De hecho, apenas nos sentamos y mientras revisa nuestra historia clínica, las preguntas que nos hace, desde la primera y sin anestesia (ninguno empieza preguntándote cómo te va en la vida, cómo te sentís, si estás cómoda), giran alrededor de cuándo fue tu última menstruación –si la tenés todavía- o cómo van los síntomas menopáusicos –si ya no la tenés-, controlan el tiempo transcurrido desde los últimos estudios que te mandó a hacer y que vos hiciste y comprueba los resultados. Entonces te mira y es ahí cuando vos le contás que te pica o que te parece que te encontraste un bultito, o que simplemente sos correcta y vas a hacer tu correspondiente control. Listo.
Ahí nomás te dice que te vayas a desvestir, te recuerda -por costumbre- qué prendas te tenés que sacar, aunque vos ya sabés que son todas. Te indica dónde están los camisolines que te tenés que colocar (que son los sustitutos de la enagua que mi mamá me obligaba a poner en mis primeros encuentros con el ginecólogo), los que, obviamente, coincidieron -como el de todas nosotras- con los primeros encuentros con la sexualidad en mi vida.
Hay mujeres a las que les molesta mostrarse desnudas, a otras no, pero lo que resulta particularmente bochornoso es ese intento de pretendernos cubiertas con esa bata antiestética e inútil cuando lo que en realidad va a ocurrir cuando estemos sobre la camilla es que se van a meter con lo más profundo de nuestra desnudez, esa que no solo implica al cuerpo sino al alma misma.

Datos del ejercicio:
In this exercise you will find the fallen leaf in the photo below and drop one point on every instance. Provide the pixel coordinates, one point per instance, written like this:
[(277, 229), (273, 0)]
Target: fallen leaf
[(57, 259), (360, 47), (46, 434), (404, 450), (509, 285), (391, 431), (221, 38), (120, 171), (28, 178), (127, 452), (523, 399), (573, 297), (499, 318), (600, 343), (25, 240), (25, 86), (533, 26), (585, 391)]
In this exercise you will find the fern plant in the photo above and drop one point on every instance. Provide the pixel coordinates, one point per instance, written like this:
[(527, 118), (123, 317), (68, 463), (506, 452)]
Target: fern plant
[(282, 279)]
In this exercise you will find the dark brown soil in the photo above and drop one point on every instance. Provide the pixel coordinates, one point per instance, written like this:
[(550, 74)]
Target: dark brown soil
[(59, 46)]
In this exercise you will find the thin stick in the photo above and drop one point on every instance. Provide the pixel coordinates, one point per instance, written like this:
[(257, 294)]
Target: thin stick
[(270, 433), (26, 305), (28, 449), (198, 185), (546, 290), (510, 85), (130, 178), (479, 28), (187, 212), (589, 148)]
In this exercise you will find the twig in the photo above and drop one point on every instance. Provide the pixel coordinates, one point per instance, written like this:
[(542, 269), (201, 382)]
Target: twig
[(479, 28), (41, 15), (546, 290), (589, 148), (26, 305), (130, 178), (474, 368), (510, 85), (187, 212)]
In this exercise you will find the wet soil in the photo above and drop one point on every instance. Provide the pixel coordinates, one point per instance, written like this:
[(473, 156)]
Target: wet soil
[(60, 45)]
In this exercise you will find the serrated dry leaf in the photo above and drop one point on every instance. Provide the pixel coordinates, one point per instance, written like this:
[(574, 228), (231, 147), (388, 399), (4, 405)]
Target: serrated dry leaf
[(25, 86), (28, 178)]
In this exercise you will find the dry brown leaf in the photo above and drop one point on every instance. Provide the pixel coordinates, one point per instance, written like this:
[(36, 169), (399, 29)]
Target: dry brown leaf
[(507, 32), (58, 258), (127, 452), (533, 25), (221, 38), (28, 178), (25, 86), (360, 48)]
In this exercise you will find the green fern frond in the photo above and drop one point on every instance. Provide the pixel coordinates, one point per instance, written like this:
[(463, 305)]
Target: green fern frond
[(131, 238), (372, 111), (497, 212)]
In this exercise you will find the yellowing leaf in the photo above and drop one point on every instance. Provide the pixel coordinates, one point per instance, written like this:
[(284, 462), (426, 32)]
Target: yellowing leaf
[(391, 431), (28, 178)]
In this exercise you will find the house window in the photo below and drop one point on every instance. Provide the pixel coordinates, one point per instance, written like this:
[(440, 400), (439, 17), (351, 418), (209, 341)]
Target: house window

Tarea a realizar:
Por favor, contesta estas preguntas sobre el fragmento de la consulta ginecológica:
1. ¿Sobre qué giran las preguntas del médico desde la primera?
2. ¿De qué prenda son sustitutos los camisolines?
3. ¿Con qué dos adjetivos se califica la bata?

Solución del ejercicio:
1. Giran alrededor de cuándo fue la última menstruación, si todavía se tiene, o de cómo van los síntomas menopáusicos, si ya no se tiene.
2. De la enagua.
3. Antiestética e inútil.